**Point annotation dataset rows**
============

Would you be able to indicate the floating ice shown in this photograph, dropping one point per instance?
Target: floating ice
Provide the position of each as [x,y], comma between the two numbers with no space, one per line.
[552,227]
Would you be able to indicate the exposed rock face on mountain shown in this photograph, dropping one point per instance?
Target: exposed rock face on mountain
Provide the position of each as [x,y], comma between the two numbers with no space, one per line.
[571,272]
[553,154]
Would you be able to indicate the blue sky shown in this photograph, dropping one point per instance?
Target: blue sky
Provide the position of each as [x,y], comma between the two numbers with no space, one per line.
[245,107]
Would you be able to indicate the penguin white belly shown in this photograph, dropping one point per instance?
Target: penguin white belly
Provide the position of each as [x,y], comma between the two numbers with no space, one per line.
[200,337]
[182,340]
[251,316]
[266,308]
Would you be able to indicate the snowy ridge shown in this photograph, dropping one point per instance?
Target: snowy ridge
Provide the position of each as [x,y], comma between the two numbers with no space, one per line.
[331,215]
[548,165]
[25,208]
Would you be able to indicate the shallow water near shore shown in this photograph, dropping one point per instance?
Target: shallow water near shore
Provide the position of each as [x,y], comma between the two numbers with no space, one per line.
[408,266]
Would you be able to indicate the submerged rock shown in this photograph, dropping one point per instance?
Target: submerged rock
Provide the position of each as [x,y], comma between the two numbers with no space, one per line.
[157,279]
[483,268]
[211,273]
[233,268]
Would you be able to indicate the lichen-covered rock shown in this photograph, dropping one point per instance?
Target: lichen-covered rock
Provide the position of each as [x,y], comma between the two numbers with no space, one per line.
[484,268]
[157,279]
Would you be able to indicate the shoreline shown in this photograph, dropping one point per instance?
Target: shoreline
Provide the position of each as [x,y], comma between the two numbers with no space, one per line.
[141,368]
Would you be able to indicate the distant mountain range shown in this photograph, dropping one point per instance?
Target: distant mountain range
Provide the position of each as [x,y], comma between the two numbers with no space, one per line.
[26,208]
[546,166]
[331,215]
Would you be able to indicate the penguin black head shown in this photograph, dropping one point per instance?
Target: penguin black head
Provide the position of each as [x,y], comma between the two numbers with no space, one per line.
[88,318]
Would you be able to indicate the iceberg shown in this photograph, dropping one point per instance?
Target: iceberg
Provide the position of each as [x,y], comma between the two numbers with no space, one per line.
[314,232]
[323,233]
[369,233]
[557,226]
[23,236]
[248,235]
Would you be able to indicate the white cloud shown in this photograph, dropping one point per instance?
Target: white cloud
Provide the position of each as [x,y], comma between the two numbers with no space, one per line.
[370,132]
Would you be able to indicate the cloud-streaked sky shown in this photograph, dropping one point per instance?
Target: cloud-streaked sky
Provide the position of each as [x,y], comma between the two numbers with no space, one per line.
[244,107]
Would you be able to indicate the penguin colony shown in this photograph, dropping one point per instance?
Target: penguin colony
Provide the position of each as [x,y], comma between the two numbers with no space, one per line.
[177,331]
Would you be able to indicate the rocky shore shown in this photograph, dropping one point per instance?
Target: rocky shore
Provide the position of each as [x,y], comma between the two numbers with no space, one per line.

============

**WHAT TO WORK ON**
Rescale the rows starting at the line that contains "Would you be able to indicate the cloud-streaked" and ending at the last of the rows, restating every line, requests included. Multiply each point coordinate in the answers by 1.05 and round it to a whole number, halves rounding up.

**FINAL RESULT**
Would you be able to indicate the cloud-streaked sky shown in this photograph, dropping one point per instance?
Target: cloud-streaked sky
Provide the position of each as [x,y], comma between the two numbers with no space, one per line.
[256,112]
Would you be able to indicate the penguin colony shown in this photograph, dropping one point per instance?
Target: penguin colony
Provide the position of each as [x,y], comma between the two numbers with no space, one per line.
[186,348]
Would you be able to indicate the rocky shore shown in this photograph, dropping one point per instance?
Target: rocky shore
Provide the position of each as [x,y], comma between the two numbers with no space, one per line.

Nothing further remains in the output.